**THE TASK**
Could you filter the records below down to the lines that include the word "stump"?

**INPUT DATA**
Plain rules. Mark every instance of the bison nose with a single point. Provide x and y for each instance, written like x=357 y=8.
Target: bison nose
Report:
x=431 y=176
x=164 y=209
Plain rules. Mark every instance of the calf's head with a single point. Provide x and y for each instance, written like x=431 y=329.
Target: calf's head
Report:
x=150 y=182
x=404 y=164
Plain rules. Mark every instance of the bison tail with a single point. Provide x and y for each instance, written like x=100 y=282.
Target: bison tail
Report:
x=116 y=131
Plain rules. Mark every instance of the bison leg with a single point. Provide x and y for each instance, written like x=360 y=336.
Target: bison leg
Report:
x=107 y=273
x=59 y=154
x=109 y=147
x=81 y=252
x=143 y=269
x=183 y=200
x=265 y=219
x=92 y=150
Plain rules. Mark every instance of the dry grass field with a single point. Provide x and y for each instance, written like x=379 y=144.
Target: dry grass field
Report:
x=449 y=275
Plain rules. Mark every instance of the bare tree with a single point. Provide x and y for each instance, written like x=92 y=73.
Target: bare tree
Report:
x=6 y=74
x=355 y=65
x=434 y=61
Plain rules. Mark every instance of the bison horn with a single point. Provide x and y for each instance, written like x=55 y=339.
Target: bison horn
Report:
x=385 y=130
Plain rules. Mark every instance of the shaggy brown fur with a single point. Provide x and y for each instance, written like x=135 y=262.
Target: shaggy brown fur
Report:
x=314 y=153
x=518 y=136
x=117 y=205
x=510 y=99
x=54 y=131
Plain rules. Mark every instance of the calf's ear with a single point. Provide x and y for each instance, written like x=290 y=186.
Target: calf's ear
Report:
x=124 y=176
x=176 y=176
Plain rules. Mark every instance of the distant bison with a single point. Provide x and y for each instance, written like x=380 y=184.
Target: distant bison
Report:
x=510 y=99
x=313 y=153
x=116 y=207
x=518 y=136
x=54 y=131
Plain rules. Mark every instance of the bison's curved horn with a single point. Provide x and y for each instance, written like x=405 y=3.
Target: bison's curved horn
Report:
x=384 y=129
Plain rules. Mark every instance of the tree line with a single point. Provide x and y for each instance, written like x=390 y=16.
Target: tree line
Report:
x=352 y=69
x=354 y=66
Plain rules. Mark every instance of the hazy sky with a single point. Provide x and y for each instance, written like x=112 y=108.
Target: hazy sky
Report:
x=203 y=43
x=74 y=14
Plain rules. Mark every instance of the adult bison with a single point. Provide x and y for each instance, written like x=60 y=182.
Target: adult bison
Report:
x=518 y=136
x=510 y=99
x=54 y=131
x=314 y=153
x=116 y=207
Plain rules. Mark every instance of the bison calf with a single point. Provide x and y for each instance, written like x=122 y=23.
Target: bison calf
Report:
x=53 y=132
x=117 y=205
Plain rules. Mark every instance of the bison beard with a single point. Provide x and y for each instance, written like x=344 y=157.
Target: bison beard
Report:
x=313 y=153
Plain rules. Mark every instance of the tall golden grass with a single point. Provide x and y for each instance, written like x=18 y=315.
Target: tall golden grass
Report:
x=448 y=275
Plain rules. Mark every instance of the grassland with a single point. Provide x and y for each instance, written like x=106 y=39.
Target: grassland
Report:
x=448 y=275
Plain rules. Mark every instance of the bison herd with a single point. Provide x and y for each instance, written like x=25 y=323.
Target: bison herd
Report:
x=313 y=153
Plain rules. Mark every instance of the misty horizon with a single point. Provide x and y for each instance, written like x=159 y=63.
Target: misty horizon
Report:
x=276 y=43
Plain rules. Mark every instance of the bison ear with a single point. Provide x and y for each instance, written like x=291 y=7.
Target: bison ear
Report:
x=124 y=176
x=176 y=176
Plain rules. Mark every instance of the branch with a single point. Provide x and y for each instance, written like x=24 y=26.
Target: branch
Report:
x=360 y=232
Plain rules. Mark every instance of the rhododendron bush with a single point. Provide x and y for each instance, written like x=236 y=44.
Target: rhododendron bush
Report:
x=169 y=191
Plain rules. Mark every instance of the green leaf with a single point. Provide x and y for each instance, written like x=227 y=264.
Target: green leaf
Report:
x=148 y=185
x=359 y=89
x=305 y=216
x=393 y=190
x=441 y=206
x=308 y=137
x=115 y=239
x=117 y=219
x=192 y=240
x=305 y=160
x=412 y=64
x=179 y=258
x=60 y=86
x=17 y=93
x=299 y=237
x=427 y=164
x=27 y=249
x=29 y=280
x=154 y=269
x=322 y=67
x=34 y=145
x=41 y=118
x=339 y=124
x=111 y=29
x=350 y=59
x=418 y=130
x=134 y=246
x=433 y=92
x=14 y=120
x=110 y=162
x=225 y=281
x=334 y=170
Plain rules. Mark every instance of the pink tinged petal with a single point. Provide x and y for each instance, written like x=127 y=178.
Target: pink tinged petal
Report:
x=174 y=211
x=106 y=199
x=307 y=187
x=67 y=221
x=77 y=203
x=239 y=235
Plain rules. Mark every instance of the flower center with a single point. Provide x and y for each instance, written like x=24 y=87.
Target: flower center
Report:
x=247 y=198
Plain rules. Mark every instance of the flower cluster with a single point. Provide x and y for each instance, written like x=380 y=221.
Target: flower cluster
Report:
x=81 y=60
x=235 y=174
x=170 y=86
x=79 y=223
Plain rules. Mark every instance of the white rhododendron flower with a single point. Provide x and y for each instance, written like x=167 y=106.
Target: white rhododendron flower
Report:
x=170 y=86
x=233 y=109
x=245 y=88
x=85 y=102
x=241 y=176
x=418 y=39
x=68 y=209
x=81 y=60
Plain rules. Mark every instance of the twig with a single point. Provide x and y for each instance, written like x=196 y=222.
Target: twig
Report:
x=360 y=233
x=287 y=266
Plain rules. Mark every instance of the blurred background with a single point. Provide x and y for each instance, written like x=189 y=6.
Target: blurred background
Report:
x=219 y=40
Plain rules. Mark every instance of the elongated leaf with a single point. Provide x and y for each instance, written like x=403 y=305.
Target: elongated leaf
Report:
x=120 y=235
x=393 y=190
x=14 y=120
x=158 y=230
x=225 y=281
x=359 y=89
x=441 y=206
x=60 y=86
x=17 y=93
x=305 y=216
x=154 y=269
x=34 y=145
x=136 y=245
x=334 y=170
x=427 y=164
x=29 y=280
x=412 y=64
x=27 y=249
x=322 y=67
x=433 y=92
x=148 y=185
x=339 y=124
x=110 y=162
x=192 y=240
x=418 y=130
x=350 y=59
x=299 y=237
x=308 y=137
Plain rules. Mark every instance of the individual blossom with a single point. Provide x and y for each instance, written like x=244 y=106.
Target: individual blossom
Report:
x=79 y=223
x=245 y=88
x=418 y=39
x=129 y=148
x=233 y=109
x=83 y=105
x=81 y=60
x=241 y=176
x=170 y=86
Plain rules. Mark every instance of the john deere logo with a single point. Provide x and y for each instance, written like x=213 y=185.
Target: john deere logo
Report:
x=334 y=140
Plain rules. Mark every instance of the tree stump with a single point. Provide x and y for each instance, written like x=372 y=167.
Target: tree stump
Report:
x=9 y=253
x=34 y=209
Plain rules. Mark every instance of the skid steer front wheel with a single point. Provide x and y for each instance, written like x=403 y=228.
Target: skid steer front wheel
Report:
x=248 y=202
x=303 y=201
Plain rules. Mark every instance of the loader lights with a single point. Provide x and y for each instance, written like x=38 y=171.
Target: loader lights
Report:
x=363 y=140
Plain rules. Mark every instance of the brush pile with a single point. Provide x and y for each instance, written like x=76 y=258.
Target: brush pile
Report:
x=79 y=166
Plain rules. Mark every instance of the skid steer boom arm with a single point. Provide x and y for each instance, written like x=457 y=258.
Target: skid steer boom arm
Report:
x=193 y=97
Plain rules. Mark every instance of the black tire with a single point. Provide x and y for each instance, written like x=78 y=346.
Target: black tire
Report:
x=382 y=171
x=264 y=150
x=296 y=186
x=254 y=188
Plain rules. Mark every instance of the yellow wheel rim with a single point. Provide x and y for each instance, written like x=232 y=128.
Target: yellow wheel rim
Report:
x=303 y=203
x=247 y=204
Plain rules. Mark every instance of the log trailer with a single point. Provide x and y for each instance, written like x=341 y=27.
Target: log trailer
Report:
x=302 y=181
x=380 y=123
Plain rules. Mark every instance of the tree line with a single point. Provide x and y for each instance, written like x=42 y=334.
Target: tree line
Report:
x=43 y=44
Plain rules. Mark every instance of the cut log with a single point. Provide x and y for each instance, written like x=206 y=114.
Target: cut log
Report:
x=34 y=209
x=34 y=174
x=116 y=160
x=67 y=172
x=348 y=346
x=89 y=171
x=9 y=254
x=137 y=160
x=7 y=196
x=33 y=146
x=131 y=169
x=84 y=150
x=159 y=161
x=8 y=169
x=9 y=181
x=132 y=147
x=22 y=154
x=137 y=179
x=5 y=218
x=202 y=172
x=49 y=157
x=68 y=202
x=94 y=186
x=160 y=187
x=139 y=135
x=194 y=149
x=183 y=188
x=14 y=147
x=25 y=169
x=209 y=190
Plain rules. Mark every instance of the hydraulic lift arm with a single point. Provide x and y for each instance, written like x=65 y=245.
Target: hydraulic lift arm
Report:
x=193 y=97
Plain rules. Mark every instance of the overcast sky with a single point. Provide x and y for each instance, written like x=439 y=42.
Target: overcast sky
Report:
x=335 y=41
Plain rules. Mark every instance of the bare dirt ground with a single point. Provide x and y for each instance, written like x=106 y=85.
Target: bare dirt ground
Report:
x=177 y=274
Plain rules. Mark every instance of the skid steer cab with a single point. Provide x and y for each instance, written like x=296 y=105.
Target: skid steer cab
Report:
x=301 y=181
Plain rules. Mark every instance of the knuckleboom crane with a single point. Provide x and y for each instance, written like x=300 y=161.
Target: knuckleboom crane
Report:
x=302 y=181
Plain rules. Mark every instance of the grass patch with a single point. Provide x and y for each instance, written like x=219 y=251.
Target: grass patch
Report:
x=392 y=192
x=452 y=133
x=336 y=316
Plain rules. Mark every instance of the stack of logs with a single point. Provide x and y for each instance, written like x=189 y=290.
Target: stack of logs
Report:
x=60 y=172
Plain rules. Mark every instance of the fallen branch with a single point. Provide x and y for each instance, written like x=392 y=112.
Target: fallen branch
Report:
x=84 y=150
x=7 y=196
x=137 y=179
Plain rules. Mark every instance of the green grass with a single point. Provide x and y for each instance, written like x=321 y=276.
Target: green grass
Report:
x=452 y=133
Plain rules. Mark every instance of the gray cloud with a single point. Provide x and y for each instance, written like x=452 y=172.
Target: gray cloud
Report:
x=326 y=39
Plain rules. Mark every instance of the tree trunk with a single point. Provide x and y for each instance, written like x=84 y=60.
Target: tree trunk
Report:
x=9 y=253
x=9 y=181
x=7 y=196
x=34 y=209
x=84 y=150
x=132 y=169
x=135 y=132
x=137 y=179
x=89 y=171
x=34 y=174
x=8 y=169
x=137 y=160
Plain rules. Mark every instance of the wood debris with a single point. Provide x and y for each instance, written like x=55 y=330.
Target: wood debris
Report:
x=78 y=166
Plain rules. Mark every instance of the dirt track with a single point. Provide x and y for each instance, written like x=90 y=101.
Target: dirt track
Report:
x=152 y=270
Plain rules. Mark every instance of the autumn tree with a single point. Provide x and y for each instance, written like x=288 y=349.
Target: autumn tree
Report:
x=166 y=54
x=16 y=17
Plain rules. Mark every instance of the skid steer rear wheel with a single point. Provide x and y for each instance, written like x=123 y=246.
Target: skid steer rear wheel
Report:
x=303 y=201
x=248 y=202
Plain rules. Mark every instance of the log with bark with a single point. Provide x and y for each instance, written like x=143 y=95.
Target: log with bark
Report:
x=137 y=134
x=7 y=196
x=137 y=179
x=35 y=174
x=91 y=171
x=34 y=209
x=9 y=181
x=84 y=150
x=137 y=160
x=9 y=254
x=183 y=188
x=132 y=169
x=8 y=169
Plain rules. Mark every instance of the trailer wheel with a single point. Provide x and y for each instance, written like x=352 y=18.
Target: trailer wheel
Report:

**RESULT OF THE TASK**
Plain rules. Mark every instance of the tree stump with a single point. Provide x and y for each instance, written like x=372 y=167.
Target: tree stump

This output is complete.